» **Data for this exercise**
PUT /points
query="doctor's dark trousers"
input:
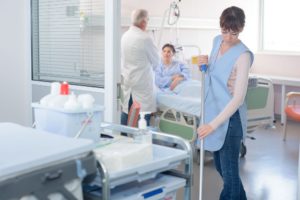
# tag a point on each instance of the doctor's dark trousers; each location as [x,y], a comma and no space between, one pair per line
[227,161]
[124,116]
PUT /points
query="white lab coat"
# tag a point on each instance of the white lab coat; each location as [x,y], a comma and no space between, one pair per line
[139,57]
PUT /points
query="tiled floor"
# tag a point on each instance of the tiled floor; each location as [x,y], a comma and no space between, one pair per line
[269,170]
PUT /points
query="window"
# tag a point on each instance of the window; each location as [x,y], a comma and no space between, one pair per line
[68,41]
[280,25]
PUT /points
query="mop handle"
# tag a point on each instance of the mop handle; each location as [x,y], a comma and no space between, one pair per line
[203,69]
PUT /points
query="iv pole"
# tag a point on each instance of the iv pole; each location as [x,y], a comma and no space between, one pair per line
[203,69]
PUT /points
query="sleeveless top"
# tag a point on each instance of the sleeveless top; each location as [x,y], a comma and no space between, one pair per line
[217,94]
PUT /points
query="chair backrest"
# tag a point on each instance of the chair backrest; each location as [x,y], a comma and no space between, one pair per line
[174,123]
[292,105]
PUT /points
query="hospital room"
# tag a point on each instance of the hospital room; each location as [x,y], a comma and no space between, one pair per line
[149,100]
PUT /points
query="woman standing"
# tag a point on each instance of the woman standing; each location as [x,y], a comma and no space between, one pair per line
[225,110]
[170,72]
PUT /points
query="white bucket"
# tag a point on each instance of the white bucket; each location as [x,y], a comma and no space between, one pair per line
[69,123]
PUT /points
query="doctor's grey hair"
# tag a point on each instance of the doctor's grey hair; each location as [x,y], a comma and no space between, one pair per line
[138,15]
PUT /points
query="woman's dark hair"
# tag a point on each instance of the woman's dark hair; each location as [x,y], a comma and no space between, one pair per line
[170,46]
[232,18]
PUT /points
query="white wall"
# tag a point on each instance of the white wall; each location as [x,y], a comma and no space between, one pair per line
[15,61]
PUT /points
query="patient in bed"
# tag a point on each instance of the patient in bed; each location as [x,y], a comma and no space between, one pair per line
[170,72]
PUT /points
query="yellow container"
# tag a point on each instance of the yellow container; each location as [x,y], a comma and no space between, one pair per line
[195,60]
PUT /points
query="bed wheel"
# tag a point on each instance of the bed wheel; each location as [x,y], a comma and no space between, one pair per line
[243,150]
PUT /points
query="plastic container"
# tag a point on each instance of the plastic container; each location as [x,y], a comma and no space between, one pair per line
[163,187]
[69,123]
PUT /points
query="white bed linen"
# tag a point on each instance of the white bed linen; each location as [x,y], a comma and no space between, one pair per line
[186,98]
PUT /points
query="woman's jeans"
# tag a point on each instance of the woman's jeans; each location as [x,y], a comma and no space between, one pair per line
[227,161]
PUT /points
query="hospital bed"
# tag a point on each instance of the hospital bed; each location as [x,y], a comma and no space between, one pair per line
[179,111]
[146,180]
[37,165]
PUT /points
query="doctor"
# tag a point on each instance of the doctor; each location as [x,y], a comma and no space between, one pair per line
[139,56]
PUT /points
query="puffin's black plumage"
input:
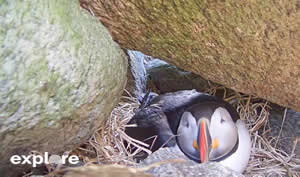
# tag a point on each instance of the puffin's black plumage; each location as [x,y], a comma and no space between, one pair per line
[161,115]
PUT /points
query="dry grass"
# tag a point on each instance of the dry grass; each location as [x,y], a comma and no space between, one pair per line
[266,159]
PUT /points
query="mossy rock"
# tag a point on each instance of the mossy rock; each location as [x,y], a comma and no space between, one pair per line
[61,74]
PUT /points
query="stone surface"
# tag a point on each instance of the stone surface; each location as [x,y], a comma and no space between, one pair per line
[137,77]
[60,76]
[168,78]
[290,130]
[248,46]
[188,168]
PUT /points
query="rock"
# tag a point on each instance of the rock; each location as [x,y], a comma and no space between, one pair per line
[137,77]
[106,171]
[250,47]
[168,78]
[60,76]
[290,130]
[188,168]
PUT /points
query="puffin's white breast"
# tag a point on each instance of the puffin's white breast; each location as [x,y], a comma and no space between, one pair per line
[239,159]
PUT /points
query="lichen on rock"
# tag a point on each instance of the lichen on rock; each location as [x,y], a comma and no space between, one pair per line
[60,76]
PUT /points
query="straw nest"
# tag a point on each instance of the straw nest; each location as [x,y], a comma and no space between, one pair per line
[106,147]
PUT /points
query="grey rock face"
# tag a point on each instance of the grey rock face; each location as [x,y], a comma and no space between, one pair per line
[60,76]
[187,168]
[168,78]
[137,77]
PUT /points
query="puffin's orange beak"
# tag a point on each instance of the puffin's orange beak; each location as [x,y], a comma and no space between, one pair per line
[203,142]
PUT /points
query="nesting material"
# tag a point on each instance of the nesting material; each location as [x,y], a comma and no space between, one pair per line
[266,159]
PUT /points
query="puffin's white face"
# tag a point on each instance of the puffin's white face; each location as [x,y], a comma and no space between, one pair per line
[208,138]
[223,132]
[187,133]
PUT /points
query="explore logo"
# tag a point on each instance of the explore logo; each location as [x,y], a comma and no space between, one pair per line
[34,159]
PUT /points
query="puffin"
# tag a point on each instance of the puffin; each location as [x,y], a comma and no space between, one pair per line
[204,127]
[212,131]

» **Exercise requirements**
Everything in the listing above is to be given again exactly, apart from the pictures.

» **Task answer**
PUT /points
query="doctor's dark trousers"
input:
# tag a point on each instance of the doctor's dark trousers; each location as [x,y], a comma and no space between, one pair per line
[227,161]
[124,116]
PUT /points
query="white lab coat"
# tag a point on each instance of the white lab coat; each location as [x,y], a comma and no space between, one pair per line
[139,57]
PUT /points
query="tiled floor"
# tag a point on each instance of the tiled floor; each location as [x,y], a comma and no space between, one pair per line
[269,170]
PUT /points
query="window"
# tag a point on each instance of the window; each location as [x,y], a comma and no space between, one pair per line
[68,41]
[280,25]
PUT /points
query="mop handle"
# tag a point on each instance of the mop handle; each location as [x,y], a comma and no space between, one pair per line
[203,69]
PUT /points
query="iv pole"
# tag a point on each instance of the iv pole; each location as [x,y], a comma and no space between, one pair per line
[203,69]
PUT /points
query="sleeveless top"
# tag a point on each instance of the sleeveless top; each location as [x,y], a comma and no space between, one pair per line
[217,94]
PUT /points
query="chair backrest"
# tag a point on each instance of the chair backrest; each location as [x,y], a comma and no space between, one pair per line
[174,123]
[292,105]
PUT /points
query="hospital room"
# tag a point on each instance of the hospital room; each location as [x,y], a comma and no space between, one pair per line
[149,100]
PUT /points
query="woman standing"
# tag a point on each instance of the woman standing; each location as [x,y], a comma and no space between, one pair per line
[225,110]
[170,72]
PUT /points
query="white bucket"
# tag a point on each instance of the white bucket; each location as [x,y], a comma and no space between, one pair per line
[69,123]
PUT /points
query="doctor's grey hair"
# tag a point on each instance of the doctor's grey hair; each location as [x,y], a comma and no space between, one pair per line
[138,15]
PUT /points
query="woman's dark hair"
# tag a point on each instance of the woman's dark hair; each location as [x,y], a comma and no space between, one pair per line
[170,46]
[232,18]
PUT /points
query="white wall"
# tag a point on each instance of the white wall; each location as [x,y], a comma and no space between, one pair per line
[15,61]
PUT /points
query="patient in bed"
# tag a point on each instance of the patient in bed; each location as [x,y], a comma and no space between, one pair per line
[170,72]
PUT /points
query="yellow container"
# tag a point on each instance of the yellow container; each location as [x,y], a comma and no space between, one pair per line
[195,60]
PUT /points
query="bed wheel"
# tag a point on each instance of the bed wheel; each location as [x,y], a comma and no space between, one pair per line
[243,150]
PUT /points
query="plastic container"
# tag a point on each instance of the plastic container; each location as [x,y], a comma and no space between, one pair per line
[163,187]
[69,123]
PUT /points
query="white bed linen"
# tag a point on each instance of the white bed linen; each location as [x,y], a comma and no space between, one pair per line
[186,98]
PUT /points
query="woman's jeans"
# tag a point on each instance of the woman's jeans; each location as [x,y], a comma and no space between, one pair per line
[227,161]
PUT /points
query="hospital bed"
# tag a point on each instance of the hospital bed; each location as [x,y], a comma and no space between, one pair per line
[179,111]
[146,180]
[37,165]
PUT /points
query="doctor"
# tag a point on each instance of the doctor; each location as [x,y], a comma and no space between, one pair per line
[139,56]
PUT /points
query="puffin's black plumage"
input:
# tag a point on each instance of the puffin's black plumage; each location as [x,y], a comma and no space between, one pair per line
[161,115]
PUT /points
query="dry grass"
# tag a point on each instance of the dry grass; each location as [x,y], a comma and no space between, one pair per line
[266,159]
PUT /points
query="mossy rock"
# tag a point on each instance of the mossy rock; each location as [x,y], a comma and no space between, one pair per line
[61,74]
PUT /points
query="stone surface"
# tag a point on each instance of the stone surface; each location as [x,y], a comma and no space between, one pair per line
[137,77]
[60,76]
[168,78]
[290,130]
[248,46]
[188,168]
PUT /points
query="rock"
# tag a point on each instance of the rock; each location as [x,y], a comma and no space between, one pair per line
[137,77]
[106,171]
[250,47]
[168,78]
[60,76]
[290,130]
[188,168]
PUT /points
query="puffin's white breast"
# tag a point on each instance of the puffin's white breast; each location as [x,y], a comma and no space between, one pair per line
[239,159]
PUT /points
query="lichen on rock"
# tag a point on each instance of the lichen on rock; each location as [x,y], a comma and no space between, one pair per line
[60,76]
PUT /points
query="straw nest"
# tag a point on each instance of the straw nest; each location as [x,y], a comma and no space between, one pair per line
[106,147]
PUT /points
query="grey rock face"
# tag a point on each instance of the grey rock face; each location as [x,y], a comma and no space between, one pair per line
[60,76]
[187,168]
[168,78]
[137,77]
PUT /points
query="puffin's orange beak"
# tag a point on each instance of the puffin's orange beak; each location as [x,y], a comma and no space between, one pair per line
[203,142]
PUT /points
query="nesting material"
# tag a point on each instance of the nesting material; each location as [x,y], a comma and no space between, one pair per line
[266,159]
PUT /points
query="puffin's white face"
# tag a point on each instance of the puffin's white face; each location as [x,y], a comma and no space between, one pair per line
[208,138]
[223,132]
[187,133]
PUT /points
query="explore logo"
# tag a point on each instance of the explore logo; each location as [x,y], a comma and no space between, one pair per line
[34,159]
PUT /points
query="puffin"
# tag a point on each instance of the puffin; each location as [x,y], a comma and no space between, one pair per line
[204,127]
[212,131]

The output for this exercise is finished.